- **AIM**
Recast everything from the line containing "Screen reader assistance requested. Where is the rattan" down to the line containing "left=18, top=114, right=26, bottom=204", both included, as a numbered list without any blank lines.

****

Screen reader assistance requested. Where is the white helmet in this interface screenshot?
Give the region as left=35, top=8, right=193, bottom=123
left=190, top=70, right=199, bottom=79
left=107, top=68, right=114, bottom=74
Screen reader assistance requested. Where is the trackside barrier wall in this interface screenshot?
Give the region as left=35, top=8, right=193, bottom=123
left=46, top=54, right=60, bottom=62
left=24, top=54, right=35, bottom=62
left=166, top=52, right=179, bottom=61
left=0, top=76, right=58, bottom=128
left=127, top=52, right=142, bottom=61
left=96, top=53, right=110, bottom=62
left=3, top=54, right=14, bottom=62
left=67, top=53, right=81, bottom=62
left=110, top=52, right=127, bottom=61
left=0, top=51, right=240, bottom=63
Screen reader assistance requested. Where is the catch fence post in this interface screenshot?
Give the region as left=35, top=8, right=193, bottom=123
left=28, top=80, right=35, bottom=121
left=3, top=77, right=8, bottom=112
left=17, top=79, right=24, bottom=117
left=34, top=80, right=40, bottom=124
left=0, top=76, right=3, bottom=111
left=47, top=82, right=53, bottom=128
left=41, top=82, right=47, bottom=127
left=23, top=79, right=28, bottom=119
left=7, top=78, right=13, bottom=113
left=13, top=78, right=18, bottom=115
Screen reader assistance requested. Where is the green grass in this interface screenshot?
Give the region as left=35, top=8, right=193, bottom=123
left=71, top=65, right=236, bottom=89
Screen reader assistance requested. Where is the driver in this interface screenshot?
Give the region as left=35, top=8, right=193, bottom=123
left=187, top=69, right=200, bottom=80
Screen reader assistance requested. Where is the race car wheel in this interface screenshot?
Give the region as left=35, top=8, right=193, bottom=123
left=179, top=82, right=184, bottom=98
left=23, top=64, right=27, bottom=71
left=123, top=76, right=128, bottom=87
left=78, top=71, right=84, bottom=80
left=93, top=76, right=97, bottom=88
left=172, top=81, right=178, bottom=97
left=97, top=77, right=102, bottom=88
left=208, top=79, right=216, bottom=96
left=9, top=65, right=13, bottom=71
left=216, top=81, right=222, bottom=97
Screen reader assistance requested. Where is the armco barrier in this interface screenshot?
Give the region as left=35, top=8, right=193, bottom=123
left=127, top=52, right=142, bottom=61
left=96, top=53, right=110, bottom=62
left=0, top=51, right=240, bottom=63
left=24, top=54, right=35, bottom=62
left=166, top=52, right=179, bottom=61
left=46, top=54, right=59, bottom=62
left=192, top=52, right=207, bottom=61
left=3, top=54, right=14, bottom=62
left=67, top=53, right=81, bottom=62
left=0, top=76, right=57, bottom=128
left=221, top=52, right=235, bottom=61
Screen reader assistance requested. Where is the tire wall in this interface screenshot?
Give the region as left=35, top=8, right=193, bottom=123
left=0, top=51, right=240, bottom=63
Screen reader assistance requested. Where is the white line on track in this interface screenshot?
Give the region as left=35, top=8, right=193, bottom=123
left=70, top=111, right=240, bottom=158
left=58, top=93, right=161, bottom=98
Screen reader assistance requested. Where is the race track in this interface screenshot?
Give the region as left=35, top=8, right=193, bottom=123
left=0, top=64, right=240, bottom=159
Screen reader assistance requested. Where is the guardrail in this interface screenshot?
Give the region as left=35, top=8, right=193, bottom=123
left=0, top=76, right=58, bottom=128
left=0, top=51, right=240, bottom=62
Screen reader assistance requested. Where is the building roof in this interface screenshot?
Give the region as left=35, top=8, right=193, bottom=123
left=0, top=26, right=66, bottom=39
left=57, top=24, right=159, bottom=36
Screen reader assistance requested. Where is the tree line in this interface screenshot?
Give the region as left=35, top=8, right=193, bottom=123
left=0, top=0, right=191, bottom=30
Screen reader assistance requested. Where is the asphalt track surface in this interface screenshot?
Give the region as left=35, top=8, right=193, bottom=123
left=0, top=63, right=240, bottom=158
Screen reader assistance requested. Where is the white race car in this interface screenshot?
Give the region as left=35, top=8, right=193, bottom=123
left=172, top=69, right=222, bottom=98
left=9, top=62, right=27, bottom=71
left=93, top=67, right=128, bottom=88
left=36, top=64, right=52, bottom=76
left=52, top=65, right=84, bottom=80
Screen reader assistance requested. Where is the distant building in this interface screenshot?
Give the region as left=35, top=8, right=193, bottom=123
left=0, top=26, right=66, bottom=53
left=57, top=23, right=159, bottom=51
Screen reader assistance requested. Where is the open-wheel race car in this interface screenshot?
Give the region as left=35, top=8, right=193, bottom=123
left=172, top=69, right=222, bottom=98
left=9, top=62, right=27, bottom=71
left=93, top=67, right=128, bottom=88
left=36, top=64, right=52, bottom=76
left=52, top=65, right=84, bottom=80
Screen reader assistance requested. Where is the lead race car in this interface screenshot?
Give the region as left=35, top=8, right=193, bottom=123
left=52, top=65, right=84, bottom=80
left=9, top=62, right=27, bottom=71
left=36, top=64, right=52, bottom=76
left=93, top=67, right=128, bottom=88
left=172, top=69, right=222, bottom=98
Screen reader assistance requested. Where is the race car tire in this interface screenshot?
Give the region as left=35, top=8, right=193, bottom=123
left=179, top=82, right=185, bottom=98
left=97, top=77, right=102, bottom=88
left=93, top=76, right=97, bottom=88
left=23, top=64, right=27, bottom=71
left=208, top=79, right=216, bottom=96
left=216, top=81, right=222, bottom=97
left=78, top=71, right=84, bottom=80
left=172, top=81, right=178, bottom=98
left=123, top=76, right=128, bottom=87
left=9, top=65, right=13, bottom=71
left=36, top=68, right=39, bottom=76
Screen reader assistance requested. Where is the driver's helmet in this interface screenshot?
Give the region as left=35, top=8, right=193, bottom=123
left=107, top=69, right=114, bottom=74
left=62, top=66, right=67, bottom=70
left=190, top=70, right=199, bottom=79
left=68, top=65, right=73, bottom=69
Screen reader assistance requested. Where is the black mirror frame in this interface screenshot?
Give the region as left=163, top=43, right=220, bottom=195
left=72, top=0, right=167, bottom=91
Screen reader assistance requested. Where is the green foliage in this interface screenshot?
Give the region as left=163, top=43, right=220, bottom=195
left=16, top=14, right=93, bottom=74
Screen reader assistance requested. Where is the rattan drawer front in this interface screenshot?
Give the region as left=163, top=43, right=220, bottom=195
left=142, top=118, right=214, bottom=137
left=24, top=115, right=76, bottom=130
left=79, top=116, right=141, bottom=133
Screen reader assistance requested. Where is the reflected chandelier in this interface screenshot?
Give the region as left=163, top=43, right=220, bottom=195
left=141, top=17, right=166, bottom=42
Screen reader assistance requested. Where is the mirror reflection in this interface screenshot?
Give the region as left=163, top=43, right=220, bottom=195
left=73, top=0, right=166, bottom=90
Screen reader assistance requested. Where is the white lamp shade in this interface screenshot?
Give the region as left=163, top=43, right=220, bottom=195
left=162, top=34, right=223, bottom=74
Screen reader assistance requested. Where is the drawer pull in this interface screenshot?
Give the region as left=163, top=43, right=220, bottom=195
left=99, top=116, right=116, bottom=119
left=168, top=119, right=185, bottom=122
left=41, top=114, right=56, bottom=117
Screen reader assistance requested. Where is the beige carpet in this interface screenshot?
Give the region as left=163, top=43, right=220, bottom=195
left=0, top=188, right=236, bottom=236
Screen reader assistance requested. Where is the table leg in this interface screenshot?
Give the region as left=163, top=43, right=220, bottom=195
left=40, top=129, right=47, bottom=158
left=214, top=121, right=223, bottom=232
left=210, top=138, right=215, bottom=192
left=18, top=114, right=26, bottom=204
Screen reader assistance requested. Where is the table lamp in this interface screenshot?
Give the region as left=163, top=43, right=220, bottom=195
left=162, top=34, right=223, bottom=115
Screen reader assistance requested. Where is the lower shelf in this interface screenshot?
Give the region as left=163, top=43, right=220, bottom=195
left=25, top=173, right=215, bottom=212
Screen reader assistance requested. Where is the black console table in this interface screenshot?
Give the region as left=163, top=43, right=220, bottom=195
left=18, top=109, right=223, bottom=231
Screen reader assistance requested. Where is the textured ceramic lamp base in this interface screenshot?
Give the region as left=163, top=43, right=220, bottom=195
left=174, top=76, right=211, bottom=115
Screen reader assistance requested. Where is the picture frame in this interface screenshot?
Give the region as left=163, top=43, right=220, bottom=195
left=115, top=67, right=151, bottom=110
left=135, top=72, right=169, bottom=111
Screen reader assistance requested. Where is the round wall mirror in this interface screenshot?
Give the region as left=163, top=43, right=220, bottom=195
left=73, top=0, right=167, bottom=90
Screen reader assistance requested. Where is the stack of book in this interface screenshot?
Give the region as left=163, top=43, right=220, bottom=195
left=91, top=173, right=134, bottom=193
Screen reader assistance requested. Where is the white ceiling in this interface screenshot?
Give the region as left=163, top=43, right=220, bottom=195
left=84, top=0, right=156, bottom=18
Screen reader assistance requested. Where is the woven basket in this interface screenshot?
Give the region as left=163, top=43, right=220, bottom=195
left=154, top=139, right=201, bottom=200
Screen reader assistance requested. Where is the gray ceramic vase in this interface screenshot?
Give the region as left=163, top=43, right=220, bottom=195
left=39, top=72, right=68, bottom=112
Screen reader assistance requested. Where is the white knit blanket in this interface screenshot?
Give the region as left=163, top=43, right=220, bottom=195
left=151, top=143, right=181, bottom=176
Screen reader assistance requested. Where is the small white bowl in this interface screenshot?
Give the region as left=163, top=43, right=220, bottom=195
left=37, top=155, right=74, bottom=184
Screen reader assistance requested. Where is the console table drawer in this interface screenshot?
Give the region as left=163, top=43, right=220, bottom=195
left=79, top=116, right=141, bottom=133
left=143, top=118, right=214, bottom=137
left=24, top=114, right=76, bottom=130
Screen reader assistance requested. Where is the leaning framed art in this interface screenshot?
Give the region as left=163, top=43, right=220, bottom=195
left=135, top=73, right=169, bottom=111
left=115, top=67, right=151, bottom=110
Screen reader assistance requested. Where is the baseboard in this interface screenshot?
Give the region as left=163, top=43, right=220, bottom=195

****

- **WRITTEN ANSWER**
1. Screen reader assistance requested. Where is the rattan drawer front in this interface screenshot?
2. Give the region as left=163, top=43, right=220, bottom=195
3. left=142, top=118, right=214, bottom=137
4. left=24, top=115, right=76, bottom=130
5. left=79, top=116, right=141, bottom=133
6. Screen reader assistance requested. Where is the reflected chandelier in this interface screenshot?
7. Give the region as left=163, top=43, right=220, bottom=195
8. left=141, top=17, right=166, bottom=42
9. Screen reader assistance requested. Where is the mirror reflection in this interface screenshot?
10. Give the region as left=163, top=43, right=220, bottom=195
11. left=73, top=0, right=166, bottom=90
12. Screen reader assistance requested. Where is the white lamp shade in this interface screenshot?
13. Give the region as left=163, top=43, right=220, bottom=195
14. left=162, top=34, right=223, bottom=74
15. Screen reader assistance requested. Where is the drawer pull in this interface screenshot?
16. Give the region as left=163, top=43, right=220, bottom=195
17. left=99, top=116, right=116, bottom=119
18. left=168, top=119, right=185, bottom=122
19. left=41, top=114, right=56, bottom=117
20. Screen reader assistance requested. Where is the beige carpet in this interface screenshot?
21. Give the region as left=163, top=43, right=220, bottom=195
22. left=0, top=188, right=236, bottom=236
23. Screen reader assistance requested. Where is the table leg in this interface screenshot?
24. Give the region as left=163, top=43, right=220, bottom=195
25. left=40, top=129, right=47, bottom=158
26. left=214, top=121, right=223, bottom=232
27. left=210, top=138, right=215, bottom=192
28. left=18, top=114, right=26, bottom=204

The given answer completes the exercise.